═══ Data shown ═══

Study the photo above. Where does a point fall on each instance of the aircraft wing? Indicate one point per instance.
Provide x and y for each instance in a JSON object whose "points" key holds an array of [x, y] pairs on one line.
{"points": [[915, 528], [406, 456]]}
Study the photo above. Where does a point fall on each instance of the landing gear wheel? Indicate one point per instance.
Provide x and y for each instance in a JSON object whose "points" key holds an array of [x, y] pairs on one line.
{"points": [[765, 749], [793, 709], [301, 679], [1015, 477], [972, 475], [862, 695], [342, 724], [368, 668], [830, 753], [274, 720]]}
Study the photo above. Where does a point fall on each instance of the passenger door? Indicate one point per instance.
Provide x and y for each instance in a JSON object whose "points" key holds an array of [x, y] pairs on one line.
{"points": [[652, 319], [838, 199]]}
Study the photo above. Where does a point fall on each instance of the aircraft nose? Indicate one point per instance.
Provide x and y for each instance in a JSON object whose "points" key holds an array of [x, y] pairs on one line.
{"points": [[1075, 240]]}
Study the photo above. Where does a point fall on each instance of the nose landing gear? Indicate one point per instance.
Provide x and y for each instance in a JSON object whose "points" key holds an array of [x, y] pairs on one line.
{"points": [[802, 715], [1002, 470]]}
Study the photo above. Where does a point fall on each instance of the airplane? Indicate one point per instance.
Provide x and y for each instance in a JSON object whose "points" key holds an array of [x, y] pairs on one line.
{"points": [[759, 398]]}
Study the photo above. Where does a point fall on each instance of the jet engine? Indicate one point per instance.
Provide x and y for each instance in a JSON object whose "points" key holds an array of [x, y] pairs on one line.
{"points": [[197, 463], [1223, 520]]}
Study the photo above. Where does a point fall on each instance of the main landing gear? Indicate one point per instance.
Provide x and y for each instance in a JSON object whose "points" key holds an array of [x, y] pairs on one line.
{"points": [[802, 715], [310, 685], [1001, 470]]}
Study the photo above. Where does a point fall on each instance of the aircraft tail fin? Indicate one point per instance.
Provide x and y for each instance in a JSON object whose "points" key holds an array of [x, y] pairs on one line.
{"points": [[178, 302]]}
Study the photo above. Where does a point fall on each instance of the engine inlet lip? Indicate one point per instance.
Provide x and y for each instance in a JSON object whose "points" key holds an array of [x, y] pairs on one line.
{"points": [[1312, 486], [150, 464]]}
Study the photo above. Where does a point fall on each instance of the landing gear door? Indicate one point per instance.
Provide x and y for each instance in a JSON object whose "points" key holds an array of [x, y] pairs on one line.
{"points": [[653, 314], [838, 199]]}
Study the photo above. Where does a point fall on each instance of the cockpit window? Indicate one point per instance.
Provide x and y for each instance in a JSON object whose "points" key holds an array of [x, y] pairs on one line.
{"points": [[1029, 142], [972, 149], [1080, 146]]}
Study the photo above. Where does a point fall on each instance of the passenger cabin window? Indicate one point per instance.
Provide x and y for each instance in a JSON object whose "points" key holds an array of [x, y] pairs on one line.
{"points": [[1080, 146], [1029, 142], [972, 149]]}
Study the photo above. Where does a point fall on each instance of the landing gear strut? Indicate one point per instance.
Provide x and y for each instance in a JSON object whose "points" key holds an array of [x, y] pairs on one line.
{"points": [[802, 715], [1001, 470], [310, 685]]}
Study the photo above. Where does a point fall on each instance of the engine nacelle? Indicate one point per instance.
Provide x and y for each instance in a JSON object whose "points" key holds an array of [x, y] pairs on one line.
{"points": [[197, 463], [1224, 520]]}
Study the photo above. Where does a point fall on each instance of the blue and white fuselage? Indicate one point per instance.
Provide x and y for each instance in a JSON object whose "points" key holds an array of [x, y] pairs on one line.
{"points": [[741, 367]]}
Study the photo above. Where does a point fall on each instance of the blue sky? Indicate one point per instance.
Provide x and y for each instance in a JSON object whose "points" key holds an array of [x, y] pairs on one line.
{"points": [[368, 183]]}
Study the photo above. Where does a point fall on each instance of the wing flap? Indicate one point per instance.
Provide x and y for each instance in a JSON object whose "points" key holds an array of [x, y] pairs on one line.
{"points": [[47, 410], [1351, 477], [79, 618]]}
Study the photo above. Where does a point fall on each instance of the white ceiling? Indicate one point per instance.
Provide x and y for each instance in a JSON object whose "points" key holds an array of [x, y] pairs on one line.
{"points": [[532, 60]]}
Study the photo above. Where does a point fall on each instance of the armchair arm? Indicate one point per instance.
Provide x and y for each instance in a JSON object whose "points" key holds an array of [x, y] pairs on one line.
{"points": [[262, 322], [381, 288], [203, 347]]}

═══

:: What to work on ::
Copy out verbatim every line of the material from the one containing "flap? Indicate one point per instance." through the last line, with both of those lines included.

:: Complete answer ::
Study the photo above. Where does a point fall on each instance of the wing flap? Indicate one point per instance.
Provide x and y for each instance in a JSON object whose "points" key holds an array of [x, y] pairs on one line.
{"points": [[47, 410], [1351, 477], [79, 618]]}
Study the photo above. Where does a point fall on each instance of the white ceiling? Indicate one point per instance.
Provide x and y for each instance in a JSON object whose "points" key holds an array of [x, y] pairs on one line.
{"points": [[532, 60]]}
Study the photo above. Where does a point fall on each instance of the armchair arm? Indicate one point per instance.
Provide x and y for each instance in a JSON object whose "points" key holds an array of [x, y] pairs on one line.
{"points": [[262, 322], [381, 288], [203, 347]]}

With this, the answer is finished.